__Dataset rows__:
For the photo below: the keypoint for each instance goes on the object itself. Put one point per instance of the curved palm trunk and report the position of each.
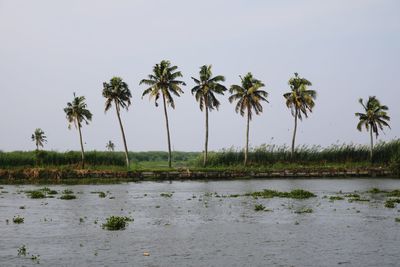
(206, 141)
(123, 134)
(247, 138)
(167, 125)
(294, 133)
(82, 150)
(372, 144)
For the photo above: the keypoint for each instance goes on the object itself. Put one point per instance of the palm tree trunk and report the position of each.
(294, 133)
(247, 138)
(123, 134)
(82, 150)
(206, 141)
(372, 144)
(167, 125)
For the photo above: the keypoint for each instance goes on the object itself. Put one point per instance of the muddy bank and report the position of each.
(34, 174)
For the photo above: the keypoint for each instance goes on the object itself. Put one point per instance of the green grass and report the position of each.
(295, 194)
(275, 157)
(272, 154)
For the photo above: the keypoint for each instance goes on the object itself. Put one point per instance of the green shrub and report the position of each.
(114, 223)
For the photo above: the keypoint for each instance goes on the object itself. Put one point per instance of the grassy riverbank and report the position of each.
(264, 155)
(264, 162)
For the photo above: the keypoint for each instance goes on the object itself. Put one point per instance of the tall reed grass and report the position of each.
(95, 158)
(270, 154)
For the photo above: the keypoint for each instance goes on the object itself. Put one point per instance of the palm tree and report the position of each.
(117, 92)
(76, 113)
(374, 118)
(206, 87)
(39, 138)
(249, 97)
(300, 100)
(110, 146)
(163, 81)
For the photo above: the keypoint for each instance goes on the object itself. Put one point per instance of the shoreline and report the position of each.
(52, 175)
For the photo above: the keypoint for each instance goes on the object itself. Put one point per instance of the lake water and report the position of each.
(193, 228)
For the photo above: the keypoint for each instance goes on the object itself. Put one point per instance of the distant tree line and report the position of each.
(163, 83)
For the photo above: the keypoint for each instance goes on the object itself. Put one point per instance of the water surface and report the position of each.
(192, 228)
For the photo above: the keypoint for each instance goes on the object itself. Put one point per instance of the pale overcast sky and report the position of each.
(50, 49)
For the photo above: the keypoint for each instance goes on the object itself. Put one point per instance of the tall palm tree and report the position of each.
(76, 113)
(163, 81)
(204, 91)
(110, 146)
(39, 138)
(374, 118)
(248, 97)
(300, 100)
(117, 92)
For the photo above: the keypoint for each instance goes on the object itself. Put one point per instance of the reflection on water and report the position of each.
(196, 228)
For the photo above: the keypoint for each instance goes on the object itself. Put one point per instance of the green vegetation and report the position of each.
(163, 81)
(304, 210)
(76, 113)
(117, 92)
(391, 203)
(264, 157)
(204, 92)
(333, 198)
(259, 207)
(36, 194)
(68, 197)
(295, 194)
(395, 163)
(300, 100)
(22, 250)
(374, 118)
(110, 146)
(39, 138)
(344, 154)
(114, 223)
(248, 96)
(18, 219)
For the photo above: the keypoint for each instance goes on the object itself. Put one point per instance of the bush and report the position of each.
(114, 223)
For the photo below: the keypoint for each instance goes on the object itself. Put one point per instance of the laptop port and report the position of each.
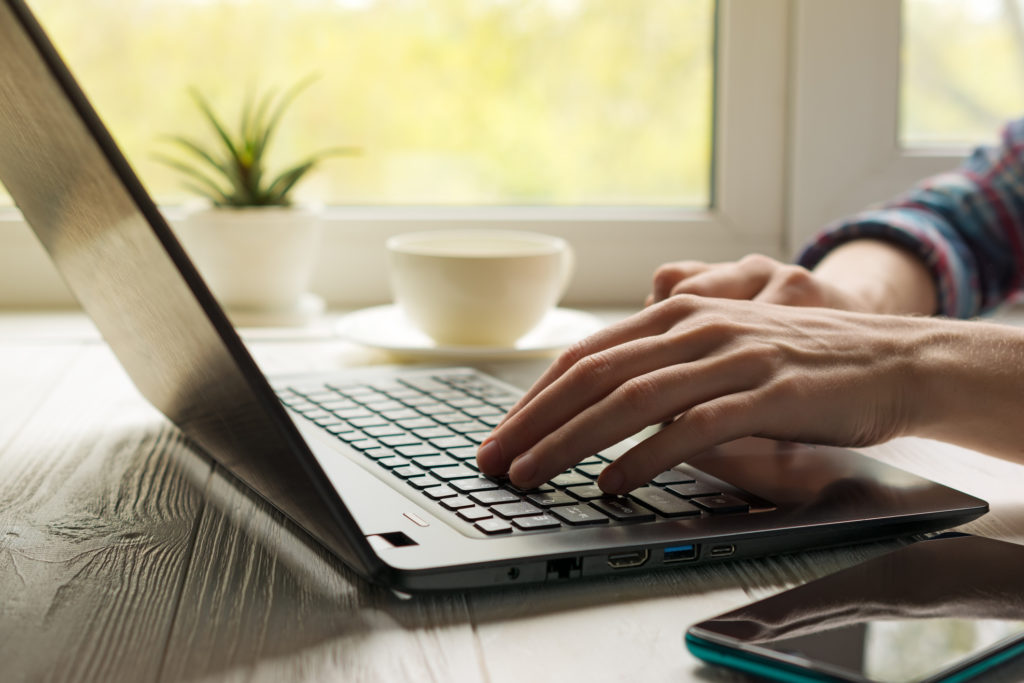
(627, 560)
(675, 554)
(566, 567)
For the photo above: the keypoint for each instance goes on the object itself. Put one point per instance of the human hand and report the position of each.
(716, 370)
(755, 276)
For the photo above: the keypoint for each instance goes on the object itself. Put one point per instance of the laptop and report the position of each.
(377, 464)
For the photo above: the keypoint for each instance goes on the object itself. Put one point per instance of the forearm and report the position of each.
(885, 279)
(971, 387)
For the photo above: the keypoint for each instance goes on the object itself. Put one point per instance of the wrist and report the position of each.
(970, 382)
(880, 278)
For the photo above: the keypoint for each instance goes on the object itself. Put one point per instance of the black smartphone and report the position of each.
(945, 609)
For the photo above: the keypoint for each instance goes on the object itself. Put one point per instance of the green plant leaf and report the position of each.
(214, 121)
(243, 168)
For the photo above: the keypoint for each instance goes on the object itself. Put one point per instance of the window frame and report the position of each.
(846, 105)
(617, 248)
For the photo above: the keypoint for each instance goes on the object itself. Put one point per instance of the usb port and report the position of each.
(626, 560)
(680, 554)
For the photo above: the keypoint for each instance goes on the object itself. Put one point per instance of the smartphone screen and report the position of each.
(941, 609)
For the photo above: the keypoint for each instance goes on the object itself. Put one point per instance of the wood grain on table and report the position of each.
(127, 556)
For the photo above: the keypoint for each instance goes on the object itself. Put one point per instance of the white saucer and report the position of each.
(387, 328)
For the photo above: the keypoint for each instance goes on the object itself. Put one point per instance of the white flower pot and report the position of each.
(255, 260)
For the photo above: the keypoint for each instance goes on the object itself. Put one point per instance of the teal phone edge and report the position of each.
(748, 663)
(752, 664)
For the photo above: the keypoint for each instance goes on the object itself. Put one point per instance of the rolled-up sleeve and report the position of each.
(967, 226)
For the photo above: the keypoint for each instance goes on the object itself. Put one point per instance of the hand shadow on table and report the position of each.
(269, 590)
(262, 589)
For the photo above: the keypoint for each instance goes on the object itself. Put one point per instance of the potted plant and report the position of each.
(254, 247)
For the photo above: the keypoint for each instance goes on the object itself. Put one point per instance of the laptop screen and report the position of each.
(123, 263)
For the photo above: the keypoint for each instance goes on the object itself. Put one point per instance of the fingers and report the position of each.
(651, 381)
(622, 414)
(670, 274)
(568, 399)
(704, 426)
(647, 323)
(794, 286)
(740, 280)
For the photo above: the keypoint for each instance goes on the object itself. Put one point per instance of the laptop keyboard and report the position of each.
(424, 430)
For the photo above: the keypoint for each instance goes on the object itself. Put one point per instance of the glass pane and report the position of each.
(963, 70)
(451, 101)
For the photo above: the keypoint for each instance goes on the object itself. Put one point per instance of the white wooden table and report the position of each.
(124, 556)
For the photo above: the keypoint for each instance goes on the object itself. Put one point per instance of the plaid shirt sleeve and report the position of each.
(967, 226)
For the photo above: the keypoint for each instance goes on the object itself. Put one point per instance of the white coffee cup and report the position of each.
(477, 287)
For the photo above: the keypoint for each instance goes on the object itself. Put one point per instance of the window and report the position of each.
(963, 68)
(641, 131)
(452, 101)
(853, 144)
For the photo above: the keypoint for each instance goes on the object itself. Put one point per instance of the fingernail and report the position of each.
(523, 470)
(610, 481)
(488, 458)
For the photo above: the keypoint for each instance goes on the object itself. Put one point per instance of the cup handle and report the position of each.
(568, 268)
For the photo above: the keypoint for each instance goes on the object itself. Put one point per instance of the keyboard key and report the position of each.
(543, 488)
(340, 428)
(465, 453)
(437, 493)
(351, 435)
(449, 418)
(493, 526)
(392, 462)
(433, 408)
(451, 442)
(693, 488)
(418, 422)
(400, 414)
(721, 504)
(408, 472)
(672, 476)
(371, 421)
(457, 503)
(664, 503)
(383, 430)
(473, 514)
(482, 411)
(465, 401)
(354, 414)
(552, 499)
(593, 471)
(430, 462)
(433, 432)
(477, 437)
(570, 479)
(417, 450)
(476, 483)
(586, 493)
(454, 472)
(623, 509)
(471, 426)
(400, 439)
(495, 497)
(536, 522)
(519, 509)
(580, 515)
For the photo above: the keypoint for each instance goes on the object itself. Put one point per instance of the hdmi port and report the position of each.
(627, 560)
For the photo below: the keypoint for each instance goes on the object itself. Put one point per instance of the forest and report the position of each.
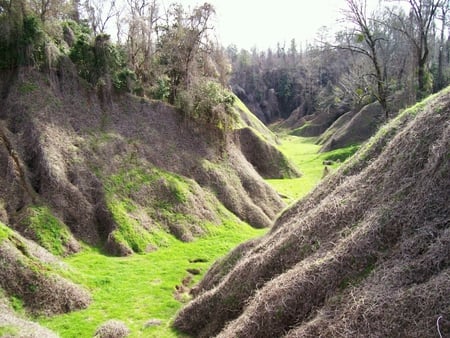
(395, 54)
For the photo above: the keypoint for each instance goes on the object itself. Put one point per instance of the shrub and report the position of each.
(210, 104)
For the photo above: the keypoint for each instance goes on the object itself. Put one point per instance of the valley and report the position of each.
(142, 288)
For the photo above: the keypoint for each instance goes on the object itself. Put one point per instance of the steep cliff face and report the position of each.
(116, 169)
(367, 253)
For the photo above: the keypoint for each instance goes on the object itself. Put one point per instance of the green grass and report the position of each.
(4, 232)
(304, 153)
(141, 287)
(8, 331)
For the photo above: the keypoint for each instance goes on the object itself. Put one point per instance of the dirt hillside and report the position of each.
(114, 169)
(353, 127)
(366, 254)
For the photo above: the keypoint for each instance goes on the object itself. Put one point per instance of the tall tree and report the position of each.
(417, 28)
(366, 40)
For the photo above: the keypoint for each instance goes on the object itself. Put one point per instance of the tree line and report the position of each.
(165, 53)
(395, 54)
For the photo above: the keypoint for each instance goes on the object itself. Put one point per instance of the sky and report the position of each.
(261, 24)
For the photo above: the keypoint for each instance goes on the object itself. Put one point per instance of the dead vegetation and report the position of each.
(28, 272)
(366, 254)
(112, 329)
(61, 148)
(353, 127)
(15, 326)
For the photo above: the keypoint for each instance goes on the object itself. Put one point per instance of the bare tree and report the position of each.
(364, 39)
(99, 13)
(417, 27)
(443, 16)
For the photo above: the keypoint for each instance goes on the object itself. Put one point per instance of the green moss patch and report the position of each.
(48, 230)
(139, 289)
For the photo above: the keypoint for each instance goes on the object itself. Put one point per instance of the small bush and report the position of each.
(208, 103)
(112, 329)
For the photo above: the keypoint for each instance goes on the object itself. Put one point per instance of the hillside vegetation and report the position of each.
(365, 254)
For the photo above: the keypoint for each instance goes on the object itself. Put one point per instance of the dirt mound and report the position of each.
(312, 125)
(114, 169)
(353, 128)
(268, 161)
(366, 254)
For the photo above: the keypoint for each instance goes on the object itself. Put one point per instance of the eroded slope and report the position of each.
(365, 254)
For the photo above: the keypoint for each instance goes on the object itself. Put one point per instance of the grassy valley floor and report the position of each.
(140, 290)
(304, 153)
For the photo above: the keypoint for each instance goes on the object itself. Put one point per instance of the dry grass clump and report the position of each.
(112, 329)
(41, 289)
(370, 258)
(15, 326)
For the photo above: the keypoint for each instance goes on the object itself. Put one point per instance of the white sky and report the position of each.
(263, 23)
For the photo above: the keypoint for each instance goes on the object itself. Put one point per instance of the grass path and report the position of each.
(304, 153)
(139, 288)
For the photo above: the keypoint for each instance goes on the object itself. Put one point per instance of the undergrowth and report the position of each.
(139, 289)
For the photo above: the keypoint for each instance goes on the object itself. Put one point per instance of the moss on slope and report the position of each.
(366, 253)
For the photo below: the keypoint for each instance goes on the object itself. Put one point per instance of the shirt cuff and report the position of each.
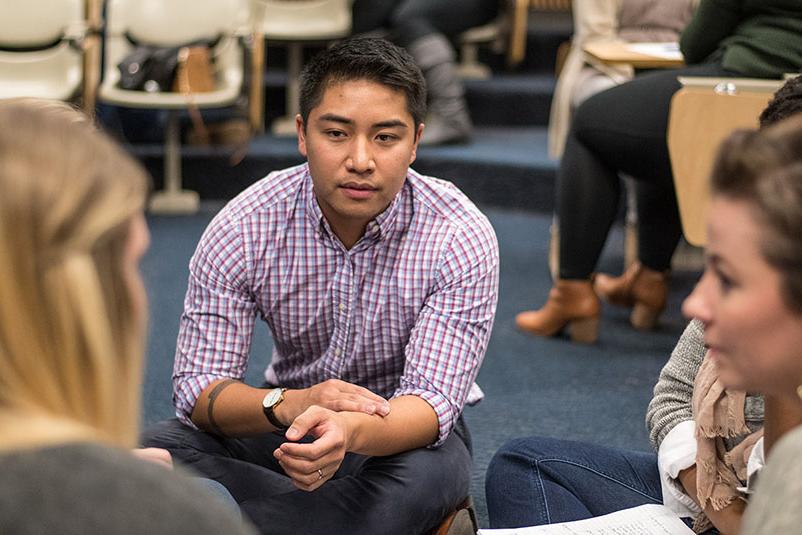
(442, 408)
(186, 393)
(754, 465)
(677, 452)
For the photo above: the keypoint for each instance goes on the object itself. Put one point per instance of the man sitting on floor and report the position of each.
(379, 286)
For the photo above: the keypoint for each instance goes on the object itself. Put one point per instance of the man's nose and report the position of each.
(361, 158)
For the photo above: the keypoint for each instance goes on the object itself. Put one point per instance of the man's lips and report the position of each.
(356, 190)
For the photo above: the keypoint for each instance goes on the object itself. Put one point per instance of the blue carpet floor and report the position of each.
(533, 386)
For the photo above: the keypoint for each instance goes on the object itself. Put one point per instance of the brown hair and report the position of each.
(764, 169)
(70, 342)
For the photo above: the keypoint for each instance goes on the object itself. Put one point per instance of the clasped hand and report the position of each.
(310, 465)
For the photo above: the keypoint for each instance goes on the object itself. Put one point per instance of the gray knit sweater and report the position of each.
(84, 489)
(671, 403)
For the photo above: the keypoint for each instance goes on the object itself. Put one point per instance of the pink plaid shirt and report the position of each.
(406, 311)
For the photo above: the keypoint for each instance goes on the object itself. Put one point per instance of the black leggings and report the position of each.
(409, 20)
(621, 130)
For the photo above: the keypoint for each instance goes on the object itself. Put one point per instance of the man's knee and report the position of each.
(174, 435)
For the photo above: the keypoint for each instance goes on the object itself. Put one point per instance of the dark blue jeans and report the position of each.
(404, 494)
(539, 480)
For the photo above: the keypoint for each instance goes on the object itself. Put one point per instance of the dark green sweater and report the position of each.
(755, 38)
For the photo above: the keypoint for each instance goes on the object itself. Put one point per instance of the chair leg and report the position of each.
(173, 200)
(630, 224)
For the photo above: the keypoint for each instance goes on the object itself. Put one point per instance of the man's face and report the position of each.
(359, 141)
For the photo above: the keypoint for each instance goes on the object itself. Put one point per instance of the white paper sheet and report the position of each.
(658, 50)
(642, 520)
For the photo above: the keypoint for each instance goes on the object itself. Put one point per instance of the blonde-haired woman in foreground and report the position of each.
(72, 322)
(750, 302)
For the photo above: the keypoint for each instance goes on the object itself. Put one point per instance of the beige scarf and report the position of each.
(718, 414)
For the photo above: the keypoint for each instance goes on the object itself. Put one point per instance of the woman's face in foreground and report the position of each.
(754, 339)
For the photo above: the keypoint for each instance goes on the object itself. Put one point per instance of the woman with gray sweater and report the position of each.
(707, 436)
(541, 480)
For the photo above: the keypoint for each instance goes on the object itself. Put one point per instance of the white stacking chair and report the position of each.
(175, 23)
(294, 23)
(42, 50)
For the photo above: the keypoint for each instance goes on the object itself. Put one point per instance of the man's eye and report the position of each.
(724, 282)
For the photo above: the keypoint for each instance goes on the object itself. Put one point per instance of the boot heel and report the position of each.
(584, 331)
(644, 317)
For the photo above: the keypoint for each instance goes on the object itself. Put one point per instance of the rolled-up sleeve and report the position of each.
(448, 342)
(216, 326)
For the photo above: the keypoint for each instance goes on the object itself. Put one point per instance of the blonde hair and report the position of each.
(70, 340)
(764, 169)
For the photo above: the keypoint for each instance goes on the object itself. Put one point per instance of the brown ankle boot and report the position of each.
(572, 303)
(643, 289)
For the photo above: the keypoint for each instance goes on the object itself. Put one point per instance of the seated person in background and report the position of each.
(379, 287)
(424, 28)
(623, 130)
(573, 481)
(749, 301)
(72, 322)
(608, 21)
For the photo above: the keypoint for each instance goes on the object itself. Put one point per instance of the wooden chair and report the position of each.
(703, 113)
(294, 23)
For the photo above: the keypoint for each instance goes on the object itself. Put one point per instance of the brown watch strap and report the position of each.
(271, 415)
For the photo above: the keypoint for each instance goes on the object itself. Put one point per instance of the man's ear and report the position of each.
(300, 127)
(418, 135)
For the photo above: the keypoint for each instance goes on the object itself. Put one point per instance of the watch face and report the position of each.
(272, 398)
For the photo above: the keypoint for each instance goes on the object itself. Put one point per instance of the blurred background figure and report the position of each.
(623, 130)
(72, 323)
(424, 28)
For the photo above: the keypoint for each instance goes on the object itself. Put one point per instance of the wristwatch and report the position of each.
(272, 400)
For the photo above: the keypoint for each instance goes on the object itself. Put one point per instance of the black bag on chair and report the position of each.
(149, 69)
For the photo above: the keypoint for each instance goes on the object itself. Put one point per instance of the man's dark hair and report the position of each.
(376, 60)
(787, 101)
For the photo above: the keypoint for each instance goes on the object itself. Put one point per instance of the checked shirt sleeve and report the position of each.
(216, 327)
(448, 343)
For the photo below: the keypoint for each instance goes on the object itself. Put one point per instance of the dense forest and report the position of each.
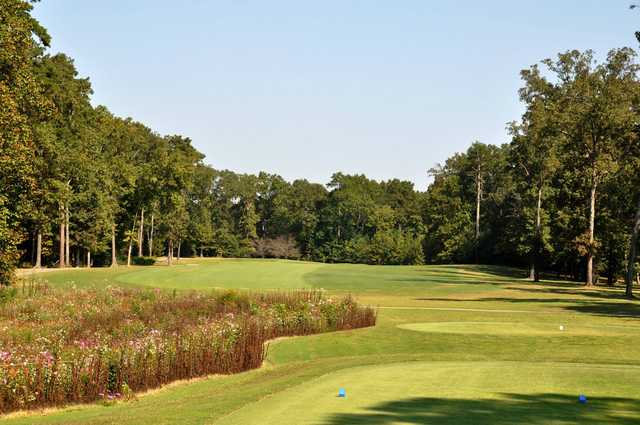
(80, 186)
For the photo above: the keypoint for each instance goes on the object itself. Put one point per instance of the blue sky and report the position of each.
(307, 88)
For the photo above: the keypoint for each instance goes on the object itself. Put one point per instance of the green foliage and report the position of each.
(143, 261)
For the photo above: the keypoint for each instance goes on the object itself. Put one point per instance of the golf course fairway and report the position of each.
(452, 345)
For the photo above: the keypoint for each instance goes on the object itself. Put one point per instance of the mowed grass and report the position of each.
(453, 345)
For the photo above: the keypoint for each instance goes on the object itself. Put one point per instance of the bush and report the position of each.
(144, 261)
(75, 346)
(280, 247)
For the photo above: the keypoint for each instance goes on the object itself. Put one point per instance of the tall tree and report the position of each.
(21, 39)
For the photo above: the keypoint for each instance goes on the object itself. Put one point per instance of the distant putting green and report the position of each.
(453, 345)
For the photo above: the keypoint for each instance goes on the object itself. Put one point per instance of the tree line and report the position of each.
(82, 187)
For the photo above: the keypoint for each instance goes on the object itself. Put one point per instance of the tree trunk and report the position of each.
(62, 233)
(632, 254)
(538, 241)
(129, 252)
(478, 197)
(67, 258)
(141, 233)
(133, 227)
(39, 249)
(114, 258)
(33, 248)
(151, 238)
(610, 266)
(592, 219)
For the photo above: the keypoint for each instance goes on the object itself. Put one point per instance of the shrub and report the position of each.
(144, 261)
(86, 345)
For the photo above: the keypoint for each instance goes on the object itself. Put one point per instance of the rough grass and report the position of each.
(495, 356)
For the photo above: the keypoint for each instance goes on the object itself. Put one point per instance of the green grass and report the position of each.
(454, 345)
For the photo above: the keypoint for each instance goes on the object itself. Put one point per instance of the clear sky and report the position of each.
(305, 88)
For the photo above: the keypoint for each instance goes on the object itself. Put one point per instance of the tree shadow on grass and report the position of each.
(512, 409)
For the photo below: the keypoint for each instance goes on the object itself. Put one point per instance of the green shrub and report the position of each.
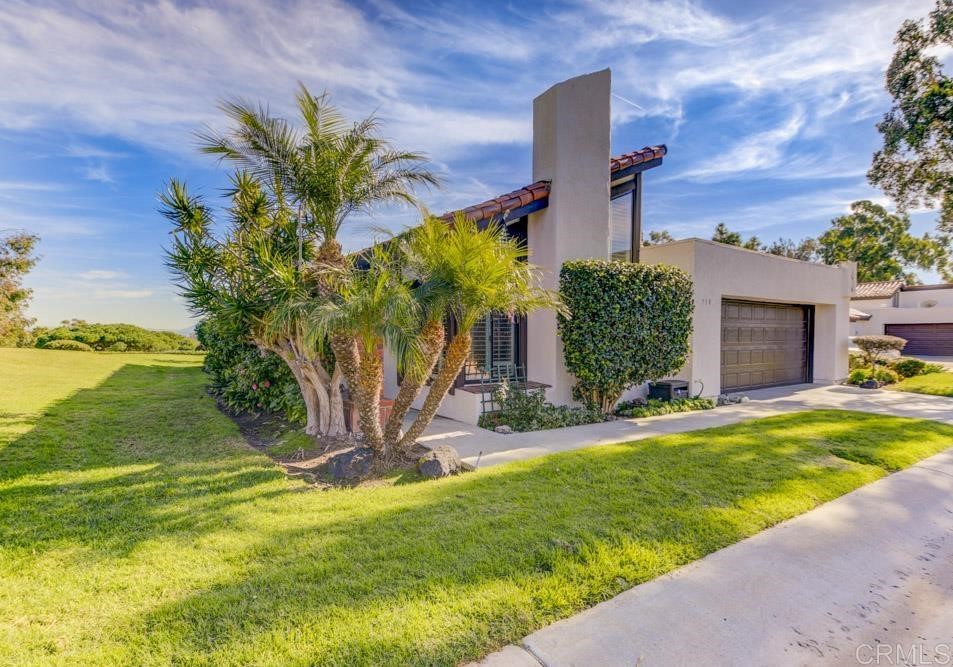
(246, 379)
(858, 376)
(104, 336)
(886, 376)
(74, 345)
(628, 323)
(881, 375)
(908, 366)
(873, 347)
(654, 407)
(529, 411)
(856, 360)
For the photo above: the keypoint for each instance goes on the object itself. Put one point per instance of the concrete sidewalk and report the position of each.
(873, 567)
(489, 448)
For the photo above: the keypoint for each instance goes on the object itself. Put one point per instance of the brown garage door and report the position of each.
(763, 344)
(925, 339)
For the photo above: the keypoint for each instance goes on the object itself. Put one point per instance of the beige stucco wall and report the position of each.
(915, 298)
(882, 316)
(721, 271)
(571, 149)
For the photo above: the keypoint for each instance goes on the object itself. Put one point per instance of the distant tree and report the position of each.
(805, 250)
(724, 235)
(914, 167)
(658, 238)
(881, 244)
(16, 259)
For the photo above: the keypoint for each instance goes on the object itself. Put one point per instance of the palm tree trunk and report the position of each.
(431, 343)
(370, 383)
(337, 425)
(309, 394)
(457, 352)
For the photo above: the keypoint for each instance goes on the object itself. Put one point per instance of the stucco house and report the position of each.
(760, 320)
(922, 314)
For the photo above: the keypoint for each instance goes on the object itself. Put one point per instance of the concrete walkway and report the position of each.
(871, 568)
(476, 444)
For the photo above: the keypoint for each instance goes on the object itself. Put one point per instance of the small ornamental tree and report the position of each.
(628, 323)
(874, 346)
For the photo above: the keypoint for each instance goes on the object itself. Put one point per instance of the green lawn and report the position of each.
(937, 384)
(137, 528)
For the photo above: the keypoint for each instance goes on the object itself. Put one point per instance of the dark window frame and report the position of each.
(632, 188)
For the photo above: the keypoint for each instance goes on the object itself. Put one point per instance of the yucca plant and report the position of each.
(244, 276)
(326, 170)
(466, 273)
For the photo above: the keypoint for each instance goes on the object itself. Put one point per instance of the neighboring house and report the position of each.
(760, 320)
(922, 314)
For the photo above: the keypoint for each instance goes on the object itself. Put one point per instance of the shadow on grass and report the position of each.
(433, 573)
(143, 455)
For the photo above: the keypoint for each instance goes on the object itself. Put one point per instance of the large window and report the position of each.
(620, 227)
(495, 349)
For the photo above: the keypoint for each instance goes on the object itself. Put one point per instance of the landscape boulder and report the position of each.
(440, 461)
(353, 464)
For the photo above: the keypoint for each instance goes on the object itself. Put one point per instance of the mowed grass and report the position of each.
(936, 384)
(136, 527)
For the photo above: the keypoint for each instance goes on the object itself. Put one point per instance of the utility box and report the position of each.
(666, 390)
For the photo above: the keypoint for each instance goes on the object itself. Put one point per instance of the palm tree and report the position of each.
(241, 277)
(327, 170)
(373, 305)
(467, 273)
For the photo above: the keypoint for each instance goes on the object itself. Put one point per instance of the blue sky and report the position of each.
(768, 110)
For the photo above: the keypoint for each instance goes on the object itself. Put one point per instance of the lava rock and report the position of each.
(353, 464)
(440, 461)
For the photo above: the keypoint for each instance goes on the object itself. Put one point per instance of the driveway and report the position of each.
(866, 576)
(481, 447)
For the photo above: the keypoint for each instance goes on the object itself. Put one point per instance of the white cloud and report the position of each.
(759, 151)
(99, 173)
(101, 274)
(123, 293)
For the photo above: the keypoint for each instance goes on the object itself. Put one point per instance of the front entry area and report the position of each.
(764, 344)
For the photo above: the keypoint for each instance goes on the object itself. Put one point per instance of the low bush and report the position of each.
(881, 375)
(654, 407)
(246, 379)
(529, 411)
(73, 345)
(856, 360)
(874, 347)
(908, 366)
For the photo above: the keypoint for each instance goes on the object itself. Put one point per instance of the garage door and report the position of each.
(936, 339)
(763, 345)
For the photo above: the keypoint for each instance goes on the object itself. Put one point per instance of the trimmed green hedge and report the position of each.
(654, 407)
(628, 324)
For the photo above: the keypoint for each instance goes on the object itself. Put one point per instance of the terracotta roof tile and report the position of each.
(499, 206)
(636, 157)
(883, 289)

__What you need to do__: Copy each line exactly, from the line containing "of the garage" down to the last line of the material, and no other lines.

__Correct output__:
For the photo above: the keypoint for each instance goes on the object itself. Put one point per instance of the garage door and report the position of each.
(936, 339)
(763, 345)
For the photo above: the keypoint for each instance goes on the object itself. Put one point per instance of the trimmed green hedge and report the position of each.
(654, 407)
(628, 324)
For the photo above: the keypoint for each instance goes on the object itself. Put one point per instance of the terracotta roof tile and report the position of each.
(499, 206)
(636, 157)
(883, 289)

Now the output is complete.